↓↓↓

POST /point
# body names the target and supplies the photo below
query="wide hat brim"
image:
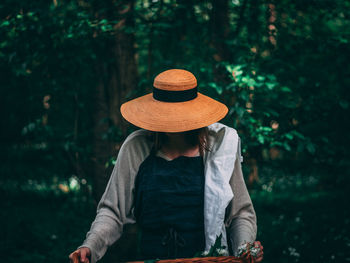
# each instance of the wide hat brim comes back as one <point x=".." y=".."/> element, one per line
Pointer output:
<point x="150" y="114"/>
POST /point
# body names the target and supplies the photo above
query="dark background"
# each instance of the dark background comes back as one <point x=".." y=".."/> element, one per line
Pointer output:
<point x="282" y="68"/>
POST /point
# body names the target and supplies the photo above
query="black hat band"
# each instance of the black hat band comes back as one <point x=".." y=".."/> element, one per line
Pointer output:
<point x="175" y="95"/>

↑↑↑

▸ Task to complete: Please write out all the lines above again, requests included, shifting every x and y coordinate in the answers up by 95. Leave the pictures out.

▸ Task output:
POST /point
# body names the target and supplies the photo below
query="wide hat brim"
image:
# each instance of the wide hat brim comes back as one <point x=".." y=".."/> element, one per line
Pointer output:
<point x="245" y="209"/>
POST /point
# body names the target and supplies the photo above
query="dark background"
# each instance of the dark background comes back as one <point x=".." y=".."/> element, one per line
Pointer output:
<point x="377" y="163"/>
POST /point
# body names the target and supplies the photo above
query="black hat band"
# each instance of the black hat band comes back as one <point x=".." y=".."/> element, one per line
Pointer output:
<point x="270" y="190"/>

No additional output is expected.